== Record set

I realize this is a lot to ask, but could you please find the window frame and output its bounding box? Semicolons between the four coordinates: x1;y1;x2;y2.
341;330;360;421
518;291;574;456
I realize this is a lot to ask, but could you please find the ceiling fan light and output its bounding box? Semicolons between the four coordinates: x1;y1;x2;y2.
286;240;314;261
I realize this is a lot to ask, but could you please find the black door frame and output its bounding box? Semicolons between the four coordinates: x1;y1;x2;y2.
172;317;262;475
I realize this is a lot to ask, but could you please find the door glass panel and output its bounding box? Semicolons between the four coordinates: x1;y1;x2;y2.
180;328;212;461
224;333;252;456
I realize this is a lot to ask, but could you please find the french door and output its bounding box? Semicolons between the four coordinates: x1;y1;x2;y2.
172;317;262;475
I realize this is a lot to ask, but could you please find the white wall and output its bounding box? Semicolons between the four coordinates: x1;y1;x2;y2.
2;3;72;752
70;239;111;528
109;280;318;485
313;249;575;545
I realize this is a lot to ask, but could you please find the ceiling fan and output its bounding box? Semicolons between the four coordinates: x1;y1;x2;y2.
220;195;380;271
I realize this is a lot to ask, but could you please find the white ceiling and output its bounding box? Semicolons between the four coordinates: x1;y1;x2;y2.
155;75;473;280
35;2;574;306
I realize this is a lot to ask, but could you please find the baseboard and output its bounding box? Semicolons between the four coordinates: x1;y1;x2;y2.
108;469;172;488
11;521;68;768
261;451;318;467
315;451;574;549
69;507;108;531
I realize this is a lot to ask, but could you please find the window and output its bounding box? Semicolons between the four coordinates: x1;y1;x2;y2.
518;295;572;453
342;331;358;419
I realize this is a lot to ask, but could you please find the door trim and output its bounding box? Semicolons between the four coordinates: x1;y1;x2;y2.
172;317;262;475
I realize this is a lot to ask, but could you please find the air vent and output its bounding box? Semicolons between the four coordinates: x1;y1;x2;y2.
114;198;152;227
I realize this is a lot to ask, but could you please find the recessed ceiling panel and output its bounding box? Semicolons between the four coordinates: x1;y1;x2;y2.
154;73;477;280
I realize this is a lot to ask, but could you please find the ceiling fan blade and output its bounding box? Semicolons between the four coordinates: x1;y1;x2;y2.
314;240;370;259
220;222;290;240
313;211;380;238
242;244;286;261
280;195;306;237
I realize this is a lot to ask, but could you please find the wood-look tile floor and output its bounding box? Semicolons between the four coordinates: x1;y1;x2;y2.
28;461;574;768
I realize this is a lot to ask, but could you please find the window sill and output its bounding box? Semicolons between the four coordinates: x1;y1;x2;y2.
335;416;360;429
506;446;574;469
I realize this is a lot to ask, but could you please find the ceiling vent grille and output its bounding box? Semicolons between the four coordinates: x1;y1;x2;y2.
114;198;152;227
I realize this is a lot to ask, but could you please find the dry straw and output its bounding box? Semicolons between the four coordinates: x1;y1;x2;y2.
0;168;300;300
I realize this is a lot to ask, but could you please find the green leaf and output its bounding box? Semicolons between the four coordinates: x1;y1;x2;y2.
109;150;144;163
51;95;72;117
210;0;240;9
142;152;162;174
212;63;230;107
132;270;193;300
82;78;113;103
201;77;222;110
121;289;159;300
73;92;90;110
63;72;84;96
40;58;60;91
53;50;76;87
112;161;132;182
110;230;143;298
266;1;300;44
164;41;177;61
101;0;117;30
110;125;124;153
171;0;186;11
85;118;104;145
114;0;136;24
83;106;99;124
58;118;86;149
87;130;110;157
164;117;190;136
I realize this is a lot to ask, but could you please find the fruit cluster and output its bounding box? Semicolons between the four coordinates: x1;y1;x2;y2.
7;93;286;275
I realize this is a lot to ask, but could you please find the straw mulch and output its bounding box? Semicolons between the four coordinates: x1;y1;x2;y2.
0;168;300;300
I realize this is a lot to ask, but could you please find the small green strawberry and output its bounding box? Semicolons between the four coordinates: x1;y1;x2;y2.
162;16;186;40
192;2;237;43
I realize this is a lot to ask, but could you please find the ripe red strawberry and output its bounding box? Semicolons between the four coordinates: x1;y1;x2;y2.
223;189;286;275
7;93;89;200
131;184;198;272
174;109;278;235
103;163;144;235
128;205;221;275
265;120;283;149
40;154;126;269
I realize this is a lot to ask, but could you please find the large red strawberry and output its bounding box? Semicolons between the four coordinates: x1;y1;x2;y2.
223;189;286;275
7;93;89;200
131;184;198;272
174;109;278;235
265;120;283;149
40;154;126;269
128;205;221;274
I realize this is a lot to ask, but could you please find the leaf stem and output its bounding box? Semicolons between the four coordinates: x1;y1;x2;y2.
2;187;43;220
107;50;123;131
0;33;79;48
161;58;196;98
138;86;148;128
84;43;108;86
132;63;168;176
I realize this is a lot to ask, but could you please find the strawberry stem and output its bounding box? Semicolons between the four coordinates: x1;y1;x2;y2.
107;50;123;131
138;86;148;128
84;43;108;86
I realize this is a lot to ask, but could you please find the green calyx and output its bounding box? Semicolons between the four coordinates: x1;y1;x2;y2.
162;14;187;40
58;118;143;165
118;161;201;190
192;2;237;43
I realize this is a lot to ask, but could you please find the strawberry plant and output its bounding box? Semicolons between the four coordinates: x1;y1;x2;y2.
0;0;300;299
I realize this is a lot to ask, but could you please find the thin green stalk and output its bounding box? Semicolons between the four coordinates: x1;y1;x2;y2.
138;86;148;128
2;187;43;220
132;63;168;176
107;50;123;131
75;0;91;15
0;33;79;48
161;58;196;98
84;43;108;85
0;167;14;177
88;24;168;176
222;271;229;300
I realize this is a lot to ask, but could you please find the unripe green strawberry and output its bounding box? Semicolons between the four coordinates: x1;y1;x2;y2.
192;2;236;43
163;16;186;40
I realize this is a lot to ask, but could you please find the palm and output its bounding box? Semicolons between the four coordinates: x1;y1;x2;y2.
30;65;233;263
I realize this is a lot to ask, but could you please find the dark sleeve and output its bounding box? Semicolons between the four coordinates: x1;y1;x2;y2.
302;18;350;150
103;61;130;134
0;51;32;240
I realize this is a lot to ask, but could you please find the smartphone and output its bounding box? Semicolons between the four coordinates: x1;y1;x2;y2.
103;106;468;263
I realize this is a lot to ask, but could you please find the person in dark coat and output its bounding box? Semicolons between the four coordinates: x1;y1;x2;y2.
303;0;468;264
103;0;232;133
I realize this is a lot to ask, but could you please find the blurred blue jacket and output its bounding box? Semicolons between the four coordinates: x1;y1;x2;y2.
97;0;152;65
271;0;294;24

====

— Description of the task —
Reproduce all of the data above, substituting "enclosing box" for every occurrence of "bounding box" and keeping everything else the same.

— The response —
I realize this is a lot to ask, but could you please find the window frame and output its enclosing box? Semicolons between the four coordinates: x1;y1;x2;y2.
341;330;360;421
518;291;574;456
I realize this is a lot to ask, but could you please find the ceiling fan light and output its enclosing box? Semicolons between the four coordinates: x1;y1;x2;y2.
286;240;314;261
I realize this is a lot to ask, but could you please find the black door frame and output its enclosing box? Semicolons between the four coordinates: x1;y1;x2;y2.
172;317;262;475
I realize this is a lot to ask, but could you please find the door glass panel and output its enclosing box? Semicolons between the four coordinates: x1;y1;x2;y2.
180;328;212;461
224;333;252;456
I realize this is a lot to ask, but could you please find the french door and output its enclosing box? Semicolons between the four coordinates: x1;y1;x2;y2.
172;317;262;475
I realize this is a lot to ask, but could you please find the white wall and output its enclosing box? Semicolons between the four coordinates: x1;y1;x2;y2.
2;3;72;752
70;239;111;528
109;280;318;485
313;249;575;545
I realize this is a lot to ask, but could you please find the ceiling fan and output its enclosing box? Semicolons between the four coordinates: x1;y1;x2;y2.
220;195;380;271
I realize this is a lot to ask, but could you please find the white ceiling and output its enclosing box? Semicolons between the four coordinates: x1;y1;x2;y2.
155;75;473;280
35;2;574;306
I realize this is a lot to ask, but could you please find the baseboard and output its enclosing box? Semicolons between the four coordinates: x1;y1;x2;y2.
108;469;172;488
11;521;68;768
261;451;318;467
315;451;574;549
69;507;108;531
I realize this is a lot to ask, but could you please find the window and output its enclosing box? Semicolons between the four coordinates: x1;y1;x2;y2.
518;295;572;453
342;331;358;419
I realize this is a lot to ask, but could you please find the door trim and output its enclosing box? Semicolons between the four coordinates: x1;y1;x2;y2.
172;317;262;475
I realize this is a lot to ask, but could you please find the air vent and output its enclosing box? Semicolons between the four coordinates: x1;y1;x2;y2.
114;198;152;227
I realize this is a lot to ask, but could you please find the recessed ceiling panel and output its enclosing box? Semicolons between the four coordinates: x1;y1;x2;y2.
154;73;477;280
I realize this is a lot to ask, but could you please find the ceiling fan blade and output its enclosing box? Semicolons between the four coordinates: x1;y1;x2;y2.
314;240;370;259
220;222;290;240
313;211;380;238
242;244;286;261
280;195;306;237
I realize this is a lot to ask, but could you please find the wood-look tile floor and output its enclosing box? Semicolons between the four coordinates: x1;y1;x2;y2.
28;461;574;768
I realize this is a lot to ask, but could you please find the window sill and output its enclosing box? Semicolons between the four coordinates: x1;y1;x2;y2.
335;416;360;429
506;446;574;469
I realize this is a lot to ask, but could you please find the ceiling vent grille and output its enclosing box? Semicolons between the four coordinates: x1;y1;x2;y2.
114;198;152;227
I realize this is a lot to ask, but could you please find the dry straw and output its enclosing box? Semicolons between the four coordinates: x1;y1;x2;y2.
0;168;300;300
I realize this is a lot to ask, but could you please find the green leaf and output its enclosing box? Semicolons between the four coordinates: x1;y1;x2;y2.
109;150;144;163
51;95;72;117
210;0;240;9
142;152;162;174
212;63;230;107
132;270;193;300
82;78;113;103
201;77;222;110
121;289;159;300
73;92;90;110
63;72;84;96
40;58;60;91
53;50;76;87
112;161;132;182
110;230;143;298
266;1;300;44
164;41;177;61
101;0;117;30
110;125;124;153
171;0;186;11
85;118;104;145
114;0;136;24
83;106;99;124
58;118;86;149
87;130;110;157
164;117;190;136
I realize this is a lot to ask, but could you please find the fruit cluster and output its enclosing box? Semicolons between the four coordinates: x1;y1;x2;y2.
7;93;286;275
I realize this is a lot to ask, but could you please find the straw mulch and output its enclosing box? Semicolons between the four coordinates: x1;y1;x2;y2.
0;168;300;300
I realize this is a lot to ask, but could you please find the small green strawberry and output its enclosing box? Semicolons between the four coordinates: x1;y1;x2;y2.
162;16;186;40
192;2;237;43
I realize this is a lot to ask, but could you please find the ripe red strawberry and output its enclosing box? Semicolons between the four coordinates: x1;y1;x2;y2.
223;189;286;275
7;93;89;200
131;184;198;272
174;109;278;235
103;163;144;235
128;205;221;275
265;120;283;149
40;154;126;269
I realize this is a lot to ask, but could you please find the large red strawberry and output its enclosing box? Semicolons between the four coordinates: x1;y1;x2;y2.
223;189;286;275
7;93;89;200
131;184;198;272
174;109;278;235
265;120;283;149
40;154;126;269
128;205;221;274
I realize this is a lot to ask, but could you please find the leaf stem and output its enclosing box? Semicolons between the four coordinates: x1;y1;x2;y2.
2;187;43;220
107;50;123;131
0;33;79;48
161;58;196;98
138;86;148;128
84;43;108;86
132;63;168;176
I realize this is a lot to ask, but could you please find the strawberry stem and output its enclosing box? Semicolons between the four coordinates: x1;y1;x2;y2.
107;50;123;131
138;86;148;128
84;43;108;86
I realize this is a lot to ask, but could you please find the green calyx and output its enclosing box? Semicolons between the four coordinates: x1;y1;x2;y2.
162;14;187;40
58;118;143;165
118;161;201;190
192;2;237;43
I realize this is a lot to ask, but could you please find the strawberry plant and output its enclosing box? Semicolons between the four coordinates: x1;y1;x2;y2.
0;0;300;299
I realize this is a lot to ask, but could you please find the thin green stalk and output its enclosing box? Semicolons between the four coordinates: x1;y1;x2;y2.
138;86;148;128
2;187;43;220
132;63;168;176
107;50;123;131
75;0;91;15
0;33;79;48
161;58;196;98
84;43;108;85
0;167;14;177
88;24;168;176
222;271;229;300
I realize this is a lot to ask, but could you please find the unripe green strawberry and output its enclosing box? Semicolons between the four coordinates: x1;y1;x2;y2.
192;2;236;43
163;16;186;40
I realize this is a lot to ask, but could you please find the palm and output its enclosing box? Semicolons between the four coordinates: x1;y1;x2;y2.
30;65;233;263
I realize this is a lot to ask, but could you please find the dark sleeve and output its enclosing box? Semicolons between the four coordinates: x1;y1;x2;y2.
302;18;350;150
103;61;130;134
0;51;32;240
I realize this is a lot to ask, but could you please find the smartphone and output its enclosing box? Semicolons between the four coordinates: x1;y1;x2;y2.
103;106;468;263
I realize this is a lot to ask, but could you please find the person in dark coat and output its enclosing box? Semicolons between the four coordinates: x1;y1;x2;y2.
303;0;468;264
103;0;232;133
I realize this is a lot to ask, but could you please find the blurred blue jacket and output its enclosing box? Semicolons between the four coordinates: x1;y1;x2;y2.
97;0;152;65
271;0;294;24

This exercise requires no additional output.